La chirurgia e la terapia risolvono tutto? Alla voce prevenzione quali consigli inserirebbe?
«L’Urologia è una specialità chirurgica. La chirurgia interviene quando la terapia medica non è più efficace. Sempre meglio non arrivare direttamente all’intervento chirurgico e, se proprio ci arriviamo, sempre meglio farsi guidare nella scelta più risolutiva piuttosto che di “moda”. Curarsi efficacemente vuol dire anche e soprattutto fare controlli periodici sia da adolescenti, per quanto riguarda la sfera andrologica, che da adulti, soprattutto quando in famiglia esiste già un vissuto di patologie urologiche».

Cosa le ha dato più soddisfazione in questi anni?
«La crescita dei miei collaboratori, sia umana che professionale, giovani medici che si impegnano giorno dopo giorno per migliorare il livello di cura del paziente. La crescita del personale infermieristico sia di reparto che di sala operatoria, uomini e donne che lavorano giornalmente come fossero gli operatori stessi. È vero che spesso non tutte le ciambelle riescono con il buco, come si dice, ma posso assicurare che le complicanze in chirurgia sono all’ordine del giorno, specialmente in un contesto di poli-patologia come quello della popolazione che afferisce al nostro Ospedale. Osservo e suggerisco sempre, da parte di tutti, la massima attenzione nel mettere in atto tutte le procedure che servono a minimizzare le complicanze. Si tratta, ripeto, di professionisti che studiano quotidianamente, lavorano e si mettono a disposizione dell’utenza cercando nel miglior modo possibile di gestire le criticità che si presentano di volta in volta. Alcuni di loro hanno prodotto anche diverse decine di lavori scientifici, hanno ottenuto insegnamenti nella Scuola di specializzazione di Urologia di Ancona, avviato protocolli di studio nazionali, ottenuto ruoli in board scientifici nazionali. Solo questo atteggiamento ci permette di sopravvivere alla dilagante tendenza a vendere terapie innovative come ci trovassimo ad una fiera campionaria».

Se potesse decidere in piena autonomia anche sul fronte delle scelte aziendali, una cosa che farebbe subito?

Record archiviati
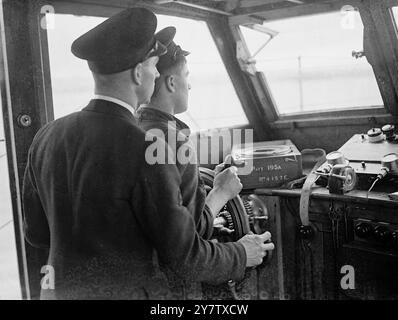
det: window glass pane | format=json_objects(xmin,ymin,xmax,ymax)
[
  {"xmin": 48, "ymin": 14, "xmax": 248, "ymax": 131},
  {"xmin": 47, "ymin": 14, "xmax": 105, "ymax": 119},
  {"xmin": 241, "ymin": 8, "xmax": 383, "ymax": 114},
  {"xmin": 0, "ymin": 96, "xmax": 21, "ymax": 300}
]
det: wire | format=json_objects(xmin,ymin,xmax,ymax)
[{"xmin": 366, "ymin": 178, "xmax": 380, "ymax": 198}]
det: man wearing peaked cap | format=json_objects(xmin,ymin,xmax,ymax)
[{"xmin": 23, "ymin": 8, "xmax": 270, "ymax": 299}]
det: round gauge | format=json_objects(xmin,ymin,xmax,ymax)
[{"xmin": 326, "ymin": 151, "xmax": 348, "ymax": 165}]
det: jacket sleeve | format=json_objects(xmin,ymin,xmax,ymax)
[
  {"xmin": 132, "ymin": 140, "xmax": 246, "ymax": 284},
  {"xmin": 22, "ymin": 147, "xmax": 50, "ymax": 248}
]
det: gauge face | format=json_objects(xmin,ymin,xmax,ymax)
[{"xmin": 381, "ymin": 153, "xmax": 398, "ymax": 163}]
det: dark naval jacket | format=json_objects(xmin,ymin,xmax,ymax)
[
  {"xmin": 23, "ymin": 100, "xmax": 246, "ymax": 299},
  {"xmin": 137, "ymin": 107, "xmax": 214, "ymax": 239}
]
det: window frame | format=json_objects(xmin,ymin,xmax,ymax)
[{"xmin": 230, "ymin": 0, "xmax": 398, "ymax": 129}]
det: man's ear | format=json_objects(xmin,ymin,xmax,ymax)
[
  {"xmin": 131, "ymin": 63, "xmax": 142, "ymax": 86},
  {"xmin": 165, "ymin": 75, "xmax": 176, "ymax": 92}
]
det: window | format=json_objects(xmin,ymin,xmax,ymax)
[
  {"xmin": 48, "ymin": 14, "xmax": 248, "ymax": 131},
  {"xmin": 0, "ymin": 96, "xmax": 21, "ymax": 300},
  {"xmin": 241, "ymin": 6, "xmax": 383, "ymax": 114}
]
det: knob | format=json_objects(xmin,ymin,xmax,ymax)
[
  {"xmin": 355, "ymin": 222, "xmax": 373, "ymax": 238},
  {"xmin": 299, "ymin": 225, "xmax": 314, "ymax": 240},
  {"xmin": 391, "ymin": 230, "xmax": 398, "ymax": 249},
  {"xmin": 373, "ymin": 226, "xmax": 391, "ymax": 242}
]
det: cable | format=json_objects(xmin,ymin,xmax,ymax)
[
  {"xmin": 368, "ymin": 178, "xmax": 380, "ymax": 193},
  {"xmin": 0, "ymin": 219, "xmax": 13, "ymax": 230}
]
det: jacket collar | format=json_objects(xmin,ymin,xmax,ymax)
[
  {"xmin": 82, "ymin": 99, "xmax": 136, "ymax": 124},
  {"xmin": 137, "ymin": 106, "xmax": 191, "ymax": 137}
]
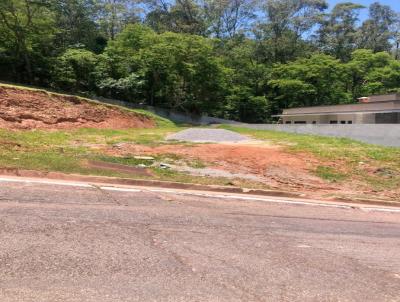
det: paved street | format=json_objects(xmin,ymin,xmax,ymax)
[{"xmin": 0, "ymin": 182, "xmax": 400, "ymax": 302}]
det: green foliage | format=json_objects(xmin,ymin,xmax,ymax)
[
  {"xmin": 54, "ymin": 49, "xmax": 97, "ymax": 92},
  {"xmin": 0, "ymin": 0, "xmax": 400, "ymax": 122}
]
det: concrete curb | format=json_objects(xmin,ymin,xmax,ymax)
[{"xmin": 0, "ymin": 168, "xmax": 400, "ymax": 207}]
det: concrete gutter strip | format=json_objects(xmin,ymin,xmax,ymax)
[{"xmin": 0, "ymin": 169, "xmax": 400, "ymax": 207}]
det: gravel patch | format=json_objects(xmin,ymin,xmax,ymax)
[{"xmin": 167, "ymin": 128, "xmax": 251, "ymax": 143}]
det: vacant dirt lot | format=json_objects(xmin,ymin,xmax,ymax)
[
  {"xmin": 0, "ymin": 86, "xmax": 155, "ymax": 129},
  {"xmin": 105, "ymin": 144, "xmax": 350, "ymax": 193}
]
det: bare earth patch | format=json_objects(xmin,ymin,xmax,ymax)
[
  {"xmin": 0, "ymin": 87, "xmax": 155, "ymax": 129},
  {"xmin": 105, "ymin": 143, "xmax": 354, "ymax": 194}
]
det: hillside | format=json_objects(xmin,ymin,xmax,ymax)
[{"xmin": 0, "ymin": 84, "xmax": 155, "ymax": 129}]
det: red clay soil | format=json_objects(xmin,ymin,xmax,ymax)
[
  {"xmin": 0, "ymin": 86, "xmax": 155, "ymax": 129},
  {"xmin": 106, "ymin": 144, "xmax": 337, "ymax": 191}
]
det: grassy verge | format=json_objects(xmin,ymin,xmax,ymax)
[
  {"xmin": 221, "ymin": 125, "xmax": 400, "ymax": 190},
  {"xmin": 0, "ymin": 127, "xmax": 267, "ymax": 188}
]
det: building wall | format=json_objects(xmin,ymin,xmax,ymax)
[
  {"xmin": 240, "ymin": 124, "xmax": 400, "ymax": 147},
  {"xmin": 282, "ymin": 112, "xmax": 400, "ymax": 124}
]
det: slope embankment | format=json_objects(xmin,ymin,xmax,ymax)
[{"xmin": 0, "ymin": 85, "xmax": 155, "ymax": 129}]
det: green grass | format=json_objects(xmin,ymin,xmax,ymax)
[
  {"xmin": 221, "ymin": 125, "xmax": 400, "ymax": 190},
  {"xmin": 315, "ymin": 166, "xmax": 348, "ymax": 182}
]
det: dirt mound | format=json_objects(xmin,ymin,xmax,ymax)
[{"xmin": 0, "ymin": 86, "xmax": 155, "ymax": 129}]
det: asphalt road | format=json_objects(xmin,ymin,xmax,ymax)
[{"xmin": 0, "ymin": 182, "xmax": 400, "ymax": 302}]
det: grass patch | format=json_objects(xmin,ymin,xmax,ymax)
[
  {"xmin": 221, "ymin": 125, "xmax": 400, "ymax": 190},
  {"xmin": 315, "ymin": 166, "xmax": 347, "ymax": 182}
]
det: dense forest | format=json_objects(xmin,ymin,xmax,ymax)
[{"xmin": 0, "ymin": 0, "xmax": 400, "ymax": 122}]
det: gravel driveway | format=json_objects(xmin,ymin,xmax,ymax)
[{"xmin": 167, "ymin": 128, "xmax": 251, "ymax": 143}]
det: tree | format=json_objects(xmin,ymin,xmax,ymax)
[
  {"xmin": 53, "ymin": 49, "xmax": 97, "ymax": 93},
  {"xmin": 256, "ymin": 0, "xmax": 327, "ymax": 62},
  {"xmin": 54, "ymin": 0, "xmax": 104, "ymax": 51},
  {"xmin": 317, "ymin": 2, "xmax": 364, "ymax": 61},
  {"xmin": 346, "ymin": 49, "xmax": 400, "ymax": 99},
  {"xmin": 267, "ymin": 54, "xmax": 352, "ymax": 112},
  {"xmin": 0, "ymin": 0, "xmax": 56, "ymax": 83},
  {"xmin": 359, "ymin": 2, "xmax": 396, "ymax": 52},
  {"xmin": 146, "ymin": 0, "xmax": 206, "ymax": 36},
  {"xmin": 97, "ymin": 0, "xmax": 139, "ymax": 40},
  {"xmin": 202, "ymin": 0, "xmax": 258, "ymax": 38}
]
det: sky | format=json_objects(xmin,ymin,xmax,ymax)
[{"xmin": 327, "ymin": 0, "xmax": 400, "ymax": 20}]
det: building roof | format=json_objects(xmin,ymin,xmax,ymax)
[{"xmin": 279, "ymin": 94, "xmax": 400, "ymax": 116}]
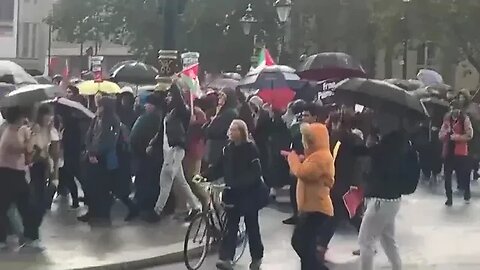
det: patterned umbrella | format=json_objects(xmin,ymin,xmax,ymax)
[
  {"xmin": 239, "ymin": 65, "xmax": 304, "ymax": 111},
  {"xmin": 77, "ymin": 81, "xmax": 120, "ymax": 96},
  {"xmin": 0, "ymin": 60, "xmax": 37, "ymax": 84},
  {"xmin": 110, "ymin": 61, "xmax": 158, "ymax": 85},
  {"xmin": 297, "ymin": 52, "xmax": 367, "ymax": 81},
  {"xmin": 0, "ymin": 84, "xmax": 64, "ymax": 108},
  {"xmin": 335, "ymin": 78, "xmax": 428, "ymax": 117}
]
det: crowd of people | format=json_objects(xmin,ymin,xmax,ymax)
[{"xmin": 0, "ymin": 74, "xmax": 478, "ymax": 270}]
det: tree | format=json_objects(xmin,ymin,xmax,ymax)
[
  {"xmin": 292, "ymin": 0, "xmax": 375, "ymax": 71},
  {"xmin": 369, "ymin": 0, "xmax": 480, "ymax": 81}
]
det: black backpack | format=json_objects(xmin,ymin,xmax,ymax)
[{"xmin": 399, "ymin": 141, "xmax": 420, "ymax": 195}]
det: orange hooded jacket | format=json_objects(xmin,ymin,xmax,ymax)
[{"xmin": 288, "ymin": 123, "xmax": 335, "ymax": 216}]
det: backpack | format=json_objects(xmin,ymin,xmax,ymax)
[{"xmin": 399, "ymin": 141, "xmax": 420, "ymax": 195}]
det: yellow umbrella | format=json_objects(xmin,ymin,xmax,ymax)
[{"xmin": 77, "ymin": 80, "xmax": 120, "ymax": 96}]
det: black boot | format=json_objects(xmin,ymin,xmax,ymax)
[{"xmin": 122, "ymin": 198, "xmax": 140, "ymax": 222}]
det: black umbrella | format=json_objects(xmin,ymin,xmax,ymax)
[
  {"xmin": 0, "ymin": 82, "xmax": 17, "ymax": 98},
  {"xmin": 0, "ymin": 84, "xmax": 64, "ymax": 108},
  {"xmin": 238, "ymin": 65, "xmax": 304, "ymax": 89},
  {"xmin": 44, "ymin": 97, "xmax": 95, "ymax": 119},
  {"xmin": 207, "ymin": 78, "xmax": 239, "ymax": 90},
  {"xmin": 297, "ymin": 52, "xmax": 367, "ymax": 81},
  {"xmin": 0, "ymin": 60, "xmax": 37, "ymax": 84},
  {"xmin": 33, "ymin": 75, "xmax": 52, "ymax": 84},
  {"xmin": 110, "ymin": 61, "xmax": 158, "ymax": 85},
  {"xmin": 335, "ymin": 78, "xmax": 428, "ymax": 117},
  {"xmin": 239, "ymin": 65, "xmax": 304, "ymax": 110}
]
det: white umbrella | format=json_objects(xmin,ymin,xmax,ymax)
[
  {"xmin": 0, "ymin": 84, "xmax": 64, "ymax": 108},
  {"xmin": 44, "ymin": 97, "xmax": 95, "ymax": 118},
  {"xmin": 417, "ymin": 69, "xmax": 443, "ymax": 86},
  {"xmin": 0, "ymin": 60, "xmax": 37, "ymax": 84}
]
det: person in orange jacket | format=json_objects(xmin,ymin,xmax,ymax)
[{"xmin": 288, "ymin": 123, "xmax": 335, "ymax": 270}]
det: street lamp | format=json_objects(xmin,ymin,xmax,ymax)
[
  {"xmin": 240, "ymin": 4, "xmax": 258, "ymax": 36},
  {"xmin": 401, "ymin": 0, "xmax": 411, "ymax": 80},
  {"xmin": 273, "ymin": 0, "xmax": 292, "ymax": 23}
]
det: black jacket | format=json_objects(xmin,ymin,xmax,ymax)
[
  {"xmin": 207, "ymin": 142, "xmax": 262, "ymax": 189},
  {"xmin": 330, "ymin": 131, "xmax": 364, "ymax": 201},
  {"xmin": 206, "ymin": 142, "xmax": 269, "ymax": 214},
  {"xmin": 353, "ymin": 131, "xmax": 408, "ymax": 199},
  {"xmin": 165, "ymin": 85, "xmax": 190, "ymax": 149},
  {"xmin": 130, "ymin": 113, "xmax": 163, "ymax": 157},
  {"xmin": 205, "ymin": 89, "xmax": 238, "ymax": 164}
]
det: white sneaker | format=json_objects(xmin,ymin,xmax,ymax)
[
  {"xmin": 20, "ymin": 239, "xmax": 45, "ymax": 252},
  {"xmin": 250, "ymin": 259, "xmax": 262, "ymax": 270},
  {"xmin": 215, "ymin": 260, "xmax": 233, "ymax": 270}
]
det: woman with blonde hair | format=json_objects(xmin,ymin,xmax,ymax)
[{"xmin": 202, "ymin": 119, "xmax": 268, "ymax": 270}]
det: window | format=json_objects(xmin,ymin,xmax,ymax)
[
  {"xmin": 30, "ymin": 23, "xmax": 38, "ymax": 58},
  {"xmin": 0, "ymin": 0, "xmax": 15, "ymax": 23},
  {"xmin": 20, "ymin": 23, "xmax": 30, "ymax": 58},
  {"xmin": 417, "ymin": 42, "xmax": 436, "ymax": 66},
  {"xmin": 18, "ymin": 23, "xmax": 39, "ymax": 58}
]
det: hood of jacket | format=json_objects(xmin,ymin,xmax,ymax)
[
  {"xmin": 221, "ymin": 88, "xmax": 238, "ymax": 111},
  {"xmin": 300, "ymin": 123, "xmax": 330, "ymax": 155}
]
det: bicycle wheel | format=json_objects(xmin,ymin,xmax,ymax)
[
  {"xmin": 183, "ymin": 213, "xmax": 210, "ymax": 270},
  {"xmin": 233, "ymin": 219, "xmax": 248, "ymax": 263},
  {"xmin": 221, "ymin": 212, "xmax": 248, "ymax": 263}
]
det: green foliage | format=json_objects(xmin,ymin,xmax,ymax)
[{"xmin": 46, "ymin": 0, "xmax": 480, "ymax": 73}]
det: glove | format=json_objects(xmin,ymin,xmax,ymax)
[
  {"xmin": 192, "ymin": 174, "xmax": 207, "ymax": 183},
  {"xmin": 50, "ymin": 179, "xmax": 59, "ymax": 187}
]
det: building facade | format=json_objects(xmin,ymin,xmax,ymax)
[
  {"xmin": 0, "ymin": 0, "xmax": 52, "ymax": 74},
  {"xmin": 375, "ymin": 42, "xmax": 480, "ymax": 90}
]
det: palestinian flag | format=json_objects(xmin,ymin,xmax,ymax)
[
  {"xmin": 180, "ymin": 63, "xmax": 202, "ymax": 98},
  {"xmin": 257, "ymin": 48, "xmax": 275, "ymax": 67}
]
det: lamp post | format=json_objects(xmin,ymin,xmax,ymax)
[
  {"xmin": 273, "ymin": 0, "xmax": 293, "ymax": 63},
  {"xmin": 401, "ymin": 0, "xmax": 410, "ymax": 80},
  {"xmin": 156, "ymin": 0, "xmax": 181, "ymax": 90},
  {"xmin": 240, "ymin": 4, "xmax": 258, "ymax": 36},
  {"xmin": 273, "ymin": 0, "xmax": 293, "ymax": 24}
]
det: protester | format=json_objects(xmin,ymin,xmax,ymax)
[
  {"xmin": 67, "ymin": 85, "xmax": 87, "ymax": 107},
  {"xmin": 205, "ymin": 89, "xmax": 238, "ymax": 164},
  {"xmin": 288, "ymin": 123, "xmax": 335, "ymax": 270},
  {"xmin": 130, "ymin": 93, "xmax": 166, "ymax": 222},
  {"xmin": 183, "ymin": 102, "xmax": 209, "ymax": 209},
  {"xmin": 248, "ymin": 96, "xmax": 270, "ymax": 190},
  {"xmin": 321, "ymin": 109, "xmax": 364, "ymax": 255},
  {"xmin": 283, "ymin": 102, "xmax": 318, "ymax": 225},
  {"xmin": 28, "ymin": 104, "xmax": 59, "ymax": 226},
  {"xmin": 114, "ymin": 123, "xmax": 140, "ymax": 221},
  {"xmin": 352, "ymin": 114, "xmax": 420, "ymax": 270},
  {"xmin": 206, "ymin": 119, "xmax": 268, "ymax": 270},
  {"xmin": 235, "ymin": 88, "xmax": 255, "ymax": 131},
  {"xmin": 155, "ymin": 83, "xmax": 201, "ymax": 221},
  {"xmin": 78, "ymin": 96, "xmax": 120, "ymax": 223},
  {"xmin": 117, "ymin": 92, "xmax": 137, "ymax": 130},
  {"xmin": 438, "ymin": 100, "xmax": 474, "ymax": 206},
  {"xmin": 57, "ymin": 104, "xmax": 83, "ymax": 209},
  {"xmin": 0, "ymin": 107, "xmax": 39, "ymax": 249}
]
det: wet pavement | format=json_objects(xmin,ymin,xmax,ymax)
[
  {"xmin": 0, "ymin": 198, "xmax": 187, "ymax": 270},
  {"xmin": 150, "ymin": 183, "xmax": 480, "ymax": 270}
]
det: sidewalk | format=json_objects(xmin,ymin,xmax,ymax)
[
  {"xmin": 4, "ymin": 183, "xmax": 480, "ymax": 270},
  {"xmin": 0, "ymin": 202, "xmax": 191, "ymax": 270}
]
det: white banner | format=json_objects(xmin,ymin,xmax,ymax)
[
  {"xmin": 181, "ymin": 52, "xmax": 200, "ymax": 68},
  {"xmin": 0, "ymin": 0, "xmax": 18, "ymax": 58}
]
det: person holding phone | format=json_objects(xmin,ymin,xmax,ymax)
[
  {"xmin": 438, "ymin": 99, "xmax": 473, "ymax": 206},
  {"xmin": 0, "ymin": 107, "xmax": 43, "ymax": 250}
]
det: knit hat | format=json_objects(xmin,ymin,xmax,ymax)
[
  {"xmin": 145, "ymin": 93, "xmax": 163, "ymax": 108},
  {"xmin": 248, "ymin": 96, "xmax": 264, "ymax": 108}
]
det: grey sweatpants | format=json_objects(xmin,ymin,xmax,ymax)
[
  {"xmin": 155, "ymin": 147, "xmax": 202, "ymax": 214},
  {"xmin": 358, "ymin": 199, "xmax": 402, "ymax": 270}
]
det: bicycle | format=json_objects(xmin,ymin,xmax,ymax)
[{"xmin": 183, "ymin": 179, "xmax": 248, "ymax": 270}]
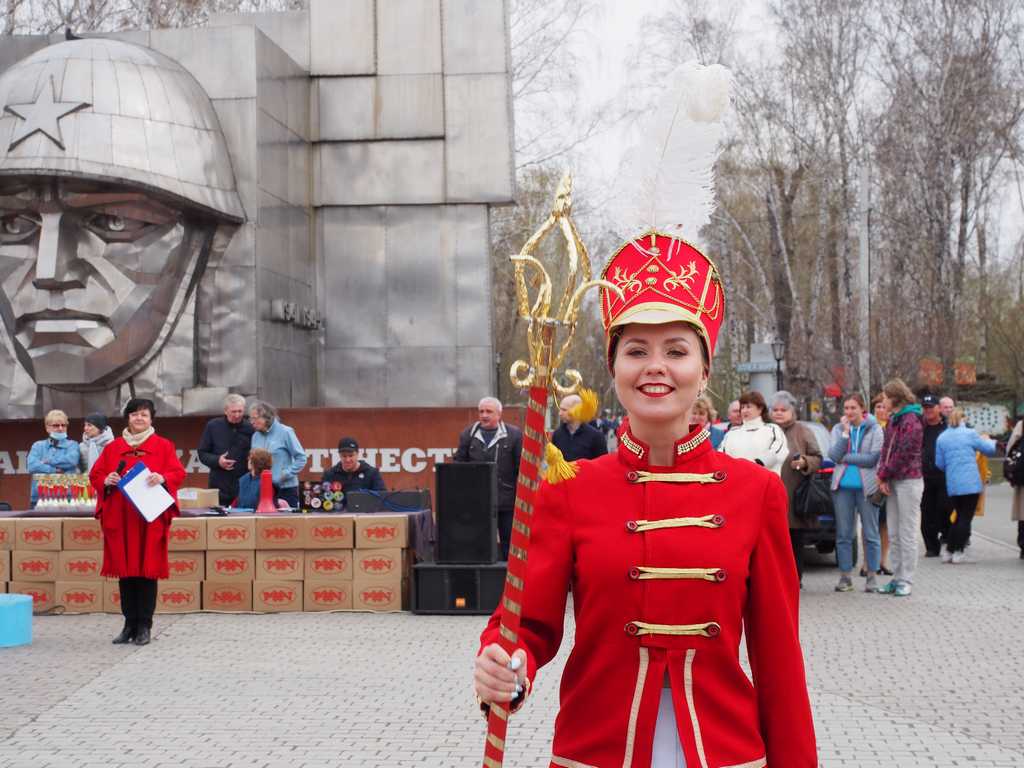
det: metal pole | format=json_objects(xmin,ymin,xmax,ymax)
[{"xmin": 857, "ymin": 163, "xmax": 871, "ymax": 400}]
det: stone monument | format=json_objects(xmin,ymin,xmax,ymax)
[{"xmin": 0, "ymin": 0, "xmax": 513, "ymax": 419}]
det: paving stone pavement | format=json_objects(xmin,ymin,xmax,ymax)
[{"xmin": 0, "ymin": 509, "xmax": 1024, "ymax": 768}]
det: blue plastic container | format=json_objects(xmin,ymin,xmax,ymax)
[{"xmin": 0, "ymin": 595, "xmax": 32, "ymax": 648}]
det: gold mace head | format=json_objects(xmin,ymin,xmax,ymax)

### Ordine di lavoro 1
Secondo l'estratto, in quale momento interviene la chirurgia?
### Ordine di lavoro 2
Restituisci dall'estratto tutto il testo che va da "La chirurgia e" giù fino a "in questi anni?".
I record non hanno alcun ruolo in questo lavoro.

### Esito del compito 1
Quando la terapia medica non è più efficace.

### Esito del compito 2
La chirurgia e la terapia risolvono tutto? Alla voce prevenzione quali consigli inserirebbe?
«L’Urologia è una specialità chirurgica. La chirurgia interviene quando la terapia medica non è più efficace. Sempre meglio non arrivare direttamente all’intervento chirurgico e, se proprio ci arriviamo, sempre meglio farsi guidare nella scelta più risolutiva piuttosto che di “moda”. Curarsi efficacemente vuol dire anche e soprattutto fare controlli periodici sia da adolescenti, per quanto riguarda la sfera andrologica, che da adulti, soprattutto quando in famiglia esiste già un vissuto di patologie urologiche».

Cosa le ha dato più soddisfazione in questi anni?